Your instructions: Scan the data below for lines holding the word "with", and copy each line found.

+ + +

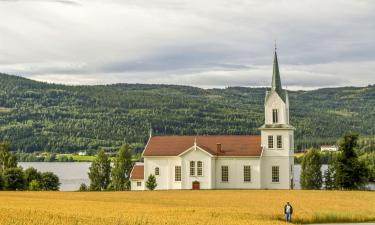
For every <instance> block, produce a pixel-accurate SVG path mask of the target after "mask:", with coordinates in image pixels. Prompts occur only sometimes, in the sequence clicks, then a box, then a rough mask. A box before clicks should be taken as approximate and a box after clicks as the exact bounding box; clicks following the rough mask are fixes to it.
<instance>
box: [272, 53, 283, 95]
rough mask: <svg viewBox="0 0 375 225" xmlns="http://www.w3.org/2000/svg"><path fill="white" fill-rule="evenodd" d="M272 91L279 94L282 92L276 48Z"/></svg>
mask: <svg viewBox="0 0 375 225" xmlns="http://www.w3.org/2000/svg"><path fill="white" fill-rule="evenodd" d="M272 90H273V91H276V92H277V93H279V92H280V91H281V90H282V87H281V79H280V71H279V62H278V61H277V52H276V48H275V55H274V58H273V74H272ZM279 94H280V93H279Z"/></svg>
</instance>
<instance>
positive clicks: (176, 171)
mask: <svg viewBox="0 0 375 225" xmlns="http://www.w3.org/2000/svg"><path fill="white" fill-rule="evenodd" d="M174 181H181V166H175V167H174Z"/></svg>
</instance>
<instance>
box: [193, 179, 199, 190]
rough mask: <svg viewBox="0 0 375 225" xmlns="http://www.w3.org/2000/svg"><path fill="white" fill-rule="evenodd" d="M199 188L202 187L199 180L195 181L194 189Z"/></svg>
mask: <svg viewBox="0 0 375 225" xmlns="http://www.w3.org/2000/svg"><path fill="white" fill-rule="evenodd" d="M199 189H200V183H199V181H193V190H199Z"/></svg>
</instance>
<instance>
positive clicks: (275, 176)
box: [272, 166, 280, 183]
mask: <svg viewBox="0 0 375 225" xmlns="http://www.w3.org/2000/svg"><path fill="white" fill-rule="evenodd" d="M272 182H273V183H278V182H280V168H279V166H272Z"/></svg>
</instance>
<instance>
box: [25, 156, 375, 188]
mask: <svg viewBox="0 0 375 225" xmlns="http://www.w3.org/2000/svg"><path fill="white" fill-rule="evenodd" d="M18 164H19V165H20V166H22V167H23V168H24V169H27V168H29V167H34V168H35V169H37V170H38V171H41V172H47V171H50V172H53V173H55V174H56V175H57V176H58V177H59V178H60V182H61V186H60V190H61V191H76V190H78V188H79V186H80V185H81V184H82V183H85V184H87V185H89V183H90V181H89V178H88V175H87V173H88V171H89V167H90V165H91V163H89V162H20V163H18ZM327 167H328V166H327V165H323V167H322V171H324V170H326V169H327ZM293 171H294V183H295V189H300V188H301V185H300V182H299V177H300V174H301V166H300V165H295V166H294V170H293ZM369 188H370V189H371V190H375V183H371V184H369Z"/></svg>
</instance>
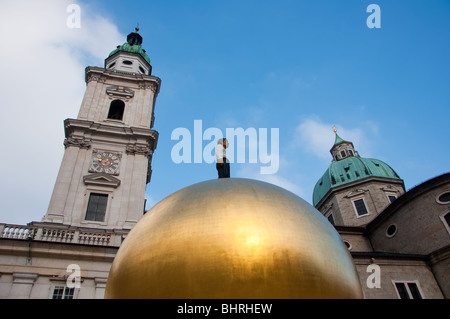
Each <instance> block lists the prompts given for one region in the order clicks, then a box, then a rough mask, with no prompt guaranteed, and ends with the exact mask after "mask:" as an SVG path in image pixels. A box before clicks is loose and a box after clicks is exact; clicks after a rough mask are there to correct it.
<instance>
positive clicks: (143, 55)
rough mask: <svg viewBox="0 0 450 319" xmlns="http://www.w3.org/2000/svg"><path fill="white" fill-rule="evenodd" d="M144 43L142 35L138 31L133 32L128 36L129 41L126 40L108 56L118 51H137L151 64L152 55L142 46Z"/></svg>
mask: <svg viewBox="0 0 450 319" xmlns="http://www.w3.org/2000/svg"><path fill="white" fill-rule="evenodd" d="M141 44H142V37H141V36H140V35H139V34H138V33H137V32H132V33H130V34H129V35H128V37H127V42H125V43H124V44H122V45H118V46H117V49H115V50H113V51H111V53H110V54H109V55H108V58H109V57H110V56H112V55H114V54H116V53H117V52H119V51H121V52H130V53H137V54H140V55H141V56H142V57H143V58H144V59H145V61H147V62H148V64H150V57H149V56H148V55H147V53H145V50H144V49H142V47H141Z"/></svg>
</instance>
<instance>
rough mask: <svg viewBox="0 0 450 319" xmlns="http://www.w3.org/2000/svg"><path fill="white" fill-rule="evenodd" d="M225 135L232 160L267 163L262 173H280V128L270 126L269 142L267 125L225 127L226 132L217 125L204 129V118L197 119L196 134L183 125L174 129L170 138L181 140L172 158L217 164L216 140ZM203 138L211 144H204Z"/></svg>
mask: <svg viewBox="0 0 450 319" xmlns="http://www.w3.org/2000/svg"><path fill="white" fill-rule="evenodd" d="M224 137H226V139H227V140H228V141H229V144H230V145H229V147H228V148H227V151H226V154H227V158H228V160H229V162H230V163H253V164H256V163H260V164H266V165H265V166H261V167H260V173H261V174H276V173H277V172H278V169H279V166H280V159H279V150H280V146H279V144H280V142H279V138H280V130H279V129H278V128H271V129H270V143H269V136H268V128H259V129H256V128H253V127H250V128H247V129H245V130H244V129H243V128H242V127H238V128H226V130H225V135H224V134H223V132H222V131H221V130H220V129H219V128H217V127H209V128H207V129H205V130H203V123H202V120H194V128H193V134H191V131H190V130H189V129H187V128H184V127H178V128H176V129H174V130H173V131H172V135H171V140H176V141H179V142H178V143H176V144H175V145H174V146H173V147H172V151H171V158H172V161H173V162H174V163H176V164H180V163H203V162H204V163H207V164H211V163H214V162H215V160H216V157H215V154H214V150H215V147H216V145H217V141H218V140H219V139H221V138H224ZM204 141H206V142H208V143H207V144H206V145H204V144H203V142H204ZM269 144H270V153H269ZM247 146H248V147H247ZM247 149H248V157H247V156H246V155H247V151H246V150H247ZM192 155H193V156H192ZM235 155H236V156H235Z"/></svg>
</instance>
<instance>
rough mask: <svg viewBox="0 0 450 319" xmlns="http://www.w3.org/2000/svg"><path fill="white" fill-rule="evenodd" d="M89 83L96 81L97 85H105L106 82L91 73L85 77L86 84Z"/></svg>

+ + +

Exercise response:
For every <instance> block, produce a pixel-accurate SVG path mask of the target after "mask:", with coordinates in image pixels. Prompts occur only sometimes, in the sequence clicks, then a box, then a rough mask. A box before clicks should be taken as approximate and a box after clicks as the exact bounding box; clicks following the rough mask are fixes to it.
Each <instance> block lists the prompts given for one region in the order clicks, then a box, then a rough mask, with no prompt guaranteed, and ends with the exact mask after "mask:" as an SVG path in image pixels. A box before clicks is loose and a box after clicks is exact; clicks after a rough mask are there to correct it.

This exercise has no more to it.